- Data entries
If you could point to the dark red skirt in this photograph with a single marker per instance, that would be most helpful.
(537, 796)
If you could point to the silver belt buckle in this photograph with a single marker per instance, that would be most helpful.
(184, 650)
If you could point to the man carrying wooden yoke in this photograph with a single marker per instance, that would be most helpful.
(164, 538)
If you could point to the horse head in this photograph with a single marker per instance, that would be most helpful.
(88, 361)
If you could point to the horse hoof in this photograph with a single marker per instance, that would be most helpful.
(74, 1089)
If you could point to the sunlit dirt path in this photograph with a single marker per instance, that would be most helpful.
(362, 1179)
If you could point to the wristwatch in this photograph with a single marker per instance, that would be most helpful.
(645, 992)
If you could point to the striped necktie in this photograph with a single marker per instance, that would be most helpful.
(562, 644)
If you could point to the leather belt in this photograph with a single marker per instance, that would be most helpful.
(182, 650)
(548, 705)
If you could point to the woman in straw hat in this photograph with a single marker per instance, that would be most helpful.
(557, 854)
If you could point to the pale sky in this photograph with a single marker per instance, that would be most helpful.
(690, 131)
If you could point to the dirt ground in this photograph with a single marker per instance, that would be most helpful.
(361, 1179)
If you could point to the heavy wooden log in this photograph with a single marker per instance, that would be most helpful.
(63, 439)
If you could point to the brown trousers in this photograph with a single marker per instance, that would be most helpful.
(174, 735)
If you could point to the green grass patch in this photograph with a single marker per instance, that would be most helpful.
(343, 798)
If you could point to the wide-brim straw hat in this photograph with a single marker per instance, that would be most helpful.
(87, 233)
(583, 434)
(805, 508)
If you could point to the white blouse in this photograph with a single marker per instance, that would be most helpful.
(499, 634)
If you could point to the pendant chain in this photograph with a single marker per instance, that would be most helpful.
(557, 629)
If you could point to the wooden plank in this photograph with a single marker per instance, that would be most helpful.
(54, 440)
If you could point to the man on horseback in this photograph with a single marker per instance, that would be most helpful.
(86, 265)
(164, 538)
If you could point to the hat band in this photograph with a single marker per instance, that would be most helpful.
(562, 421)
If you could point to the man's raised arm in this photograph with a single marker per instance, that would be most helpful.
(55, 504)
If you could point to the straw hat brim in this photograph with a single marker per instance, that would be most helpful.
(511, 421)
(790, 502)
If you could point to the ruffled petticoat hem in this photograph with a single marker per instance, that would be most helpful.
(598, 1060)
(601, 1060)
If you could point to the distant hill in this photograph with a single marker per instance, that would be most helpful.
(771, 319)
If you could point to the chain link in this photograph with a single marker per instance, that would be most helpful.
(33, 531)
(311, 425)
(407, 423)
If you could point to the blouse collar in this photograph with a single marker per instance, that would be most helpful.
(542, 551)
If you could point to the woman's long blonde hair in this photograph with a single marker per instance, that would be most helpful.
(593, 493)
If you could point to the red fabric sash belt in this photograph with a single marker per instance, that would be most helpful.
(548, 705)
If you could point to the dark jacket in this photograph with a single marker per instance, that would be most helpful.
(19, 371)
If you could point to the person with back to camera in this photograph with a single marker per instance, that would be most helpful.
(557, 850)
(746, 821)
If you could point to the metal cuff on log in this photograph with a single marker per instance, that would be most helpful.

- TASK INSTRUCTIONS
All of the data above should be set down again exactly.

- SOLUTION
If you could point to the dark red skirt in this photograph with a single marker per instance, that would be most helpful.
(537, 796)
If you could point to the silver belt buckle in this photograph with a single marker per instance, that would be most helpful.
(184, 650)
If you could point to the man carrying wooden yoke in this photograph with a single marker per instance, that would be most helpful.
(164, 538)
If you could point to the horse head in this photograph with a single marker per instance, that would be most helpful.
(88, 361)
If you could point to the horse hoof in this photograph with a single marker per instance, that would be most helpful.
(74, 1089)
If you could point to the sunlit dirt path in this photograph with a single marker per instance, that would be most helpful.
(362, 1179)
If you could point to the wristwatch in this photograph with a single marker per instance, that would be most helpful.
(645, 992)
If you could point to the striped necktie in this photograph with a single marker per instance, that would be most helpful.
(562, 644)
If you could point to the leather belt in this photograph with a single marker per instance, that would be most helpful.
(182, 650)
(548, 705)
If you could point to the woman in straw hat in this photograph with a single marker per instance, that would be most helpful.
(557, 854)
If you could point to the pale sky in this photograph with a single marker per instance, that would be most helpful.
(690, 131)
If you could point to the dirt ground in this photograph with a single marker per instance, that would be most helpful.
(361, 1179)
If you could point to the heavy wooden log in this photograph with a single marker per instance, that would be most helpful.
(63, 439)
If you could point to the brown trousers in this photograph with a single marker per instance, that would be most helpful.
(174, 735)
If you could point to the green grass patch in this photograph with a single marker per instance, that would be most helpful.
(343, 798)
If you could point to the wide-brim straw hat in this photograph with a single marker per instance, that would be most helpful.
(87, 233)
(583, 434)
(805, 508)
If you could point to the white blouse in this photograph with a single marker per instance, that would be most helpful.
(499, 634)
If you could point to the pendant chain in this photograph with a single marker per instance, that would be most helpful.
(557, 629)
If you could point to the wooden plank in this photograph with a single marker per instance, that would be most helpful.
(54, 440)
If you could point to the man on horseback in this photograph with a single marker per instance, that would be most helpful.
(86, 265)
(164, 538)
If you could point to the hat band in this photograph with a single marker per instance, that would be most helpful.
(562, 421)
If you could point to the man's raised arm in this photograph with a single marker per instance, that would be most helpful.
(55, 504)
If you could point to the straw hat brim in this photograph with a single marker per instance, that would be most helpful.
(511, 421)
(790, 502)
If you could point to the ruffled petticoat hem in this photograph with a single marker per instance, that would be most helpful.
(598, 1060)
(601, 1060)
If you could point to the distant hill in this photograph with a single marker per instance, that would be most helpful.
(771, 319)
If you could point to the chain link in this photograph with a single marker per instance, that would be most helpful.
(33, 531)
(311, 425)
(407, 423)
If you could point to the blouse collar in this photograph with a single marker per instance, that would be most helpful.
(542, 551)
If you could point to the woman's long blonde hair in this photograph with a single marker per instance, that would be most helpful.
(593, 493)
If you could point to the red fabric sash belt in this photograph with a single marker per instance, that would be most helpful.
(548, 705)
If you could point to the dark jacket in this photograph with a single marker per instance, that would be most helpful.
(19, 371)
If you could point to the person with back to camera in this photograph with a single marker per instance, that would be most helpful.
(557, 850)
(746, 821)
If you could point to the metal cuff on log in this photograph with a single marker per instance, that would be most helpful.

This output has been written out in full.